What to do ::
Make an exact copy of all the records.

Provided data ::

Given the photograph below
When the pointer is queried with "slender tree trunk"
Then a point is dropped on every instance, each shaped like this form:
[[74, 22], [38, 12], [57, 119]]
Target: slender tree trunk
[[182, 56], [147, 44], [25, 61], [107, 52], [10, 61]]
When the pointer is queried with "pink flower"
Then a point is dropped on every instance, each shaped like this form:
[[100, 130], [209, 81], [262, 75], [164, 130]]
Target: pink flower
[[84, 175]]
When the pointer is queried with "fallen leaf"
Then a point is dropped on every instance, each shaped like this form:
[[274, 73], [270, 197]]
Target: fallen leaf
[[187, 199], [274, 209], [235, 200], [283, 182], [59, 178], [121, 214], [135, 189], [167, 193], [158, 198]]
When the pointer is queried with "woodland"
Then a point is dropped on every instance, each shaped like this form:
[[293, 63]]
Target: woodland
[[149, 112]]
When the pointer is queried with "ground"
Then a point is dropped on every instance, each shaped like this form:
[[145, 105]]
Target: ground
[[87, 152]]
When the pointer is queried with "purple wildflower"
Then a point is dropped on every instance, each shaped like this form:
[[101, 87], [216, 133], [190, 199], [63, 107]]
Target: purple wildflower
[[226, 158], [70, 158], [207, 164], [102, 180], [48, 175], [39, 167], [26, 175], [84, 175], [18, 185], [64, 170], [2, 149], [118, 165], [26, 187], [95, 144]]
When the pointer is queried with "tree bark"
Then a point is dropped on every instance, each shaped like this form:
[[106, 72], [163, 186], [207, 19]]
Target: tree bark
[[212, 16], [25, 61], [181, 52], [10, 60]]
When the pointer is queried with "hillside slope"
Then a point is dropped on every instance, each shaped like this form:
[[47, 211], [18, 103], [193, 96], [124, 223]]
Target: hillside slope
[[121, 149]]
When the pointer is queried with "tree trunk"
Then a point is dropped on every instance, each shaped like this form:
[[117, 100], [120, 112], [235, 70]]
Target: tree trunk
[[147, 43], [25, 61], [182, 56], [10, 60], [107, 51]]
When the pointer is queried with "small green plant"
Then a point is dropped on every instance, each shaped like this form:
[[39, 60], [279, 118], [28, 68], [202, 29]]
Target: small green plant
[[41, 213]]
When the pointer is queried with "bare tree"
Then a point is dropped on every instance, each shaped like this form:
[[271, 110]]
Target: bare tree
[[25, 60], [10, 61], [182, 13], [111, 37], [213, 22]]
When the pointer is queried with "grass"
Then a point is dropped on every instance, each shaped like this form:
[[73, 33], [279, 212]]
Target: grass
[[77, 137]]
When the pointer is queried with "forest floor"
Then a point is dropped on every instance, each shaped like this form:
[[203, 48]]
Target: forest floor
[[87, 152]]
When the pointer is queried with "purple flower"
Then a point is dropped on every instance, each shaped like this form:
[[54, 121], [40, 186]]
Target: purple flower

Exercise answer ::
Given the photograph below
When the pointer is queried with "slender tree trunk"
Then a point is dropped on every instance, each shaped like this form:
[[74, 22], [38, 12], [57, 119]]
Target: slender tree trunk
[[182, 56], [147, 44], [25, 61], [107, 52], [10, 61]]
When the pointer is queried with "pink flower"
Then a point is dropped on every instance, each shaped like this form:
[[100, 130], [209, 81], [262, 75], [164, 130]]
Target: pink flower
[[84, 175]]
When the pointer is queried with "fallen leaf"
Then a point is dropped on every instance, each shaped like this form:
[[274, 73], [270, 197]]
Target: fallen leaf
[[187, 199], [274, 209], [235, 200], [283, 182], [59, 178], [121, 214], [135, 189], [167, 193], [158, 198]]
When the pointer is queried with "woodland"
Then a point is dropped on every instance, each shaped like this form:
[[293, 63]]
Target: woodland
[[149, 112]]
When the pointer is queried with "ground"
Then a point is dropped on every instance, each shaped like this form:
[[145, 105]]
Target: ground
[[87, 152]]
When the pointer is queried with "purple wildflower"
Then a point is dropped on every instance, each shaped like this form:
[[101, 87], [216, 133], [190, 199], [63, 107]]
Target: purple wildflower
[[226, 158], [70, 158], [207, 164], [102, 180], [48, 175], [39, 167], [26, 175], [84, 175], [18, 185], [64, 170], [2, 149], [118, 165], [26, 187], [95, 144]]
When the pointer is queried with "tree bark"
Then a point is dropped on every instance, each shaped like this form:
[[106, 72], [163, 186], [207, 19]]
Target: tree bark
[[212, 16], [25, 61], [181, 52], [10, 60]]
When the pointer is queried with "hillside slope"
Then a point is dropped on every instance, each shaped like this form:
[[47, 211], [18, 103], [193, 96], [124, 223]]
Target: hillside slope
[[121, 149]]
When the pointer is queried with "tree trunk"
Then a point is dropped on every instance, each shaped like this form:
[[117, 100], [120, 112], [235, 70]]
Target: tree trunk
[[147, 43], [25, 61], [182, 56], [10, 60], [107, 51]]
When the pointer is queried with "small green plant"
Then a point is dropped on every instance, each shaped like this form:
[[39, 60], [279, 118], [28, 68], [202, 29]]
Target: small green plant
[[41, 213]]
When the pointer is queried with "bare tree"
Then a point is dropped on every instance, each shaped like this form:
[[271, 110]]
Target: bare tree
[[25, 60], [10, 61], [182, 13], [111, 37], [213, 22]]
When the pointer is queried with "grass"
Then a point is dropped on every instance, each shaped like this form:
[[73, 33], [279, 212]]
Target: grass
[[77, 137]]
When the pointer is queried with "forest floor"
Then a point is dropped on every instance, each shaped like this form:
[[203, 48]]
Target: forest floor
[[87, 152]]
When the pointer is queried with "purple flower"
Then a point is dropped on every instance, each shaped like this form:
[[54, 121], [40, 186]]
Target: purple flower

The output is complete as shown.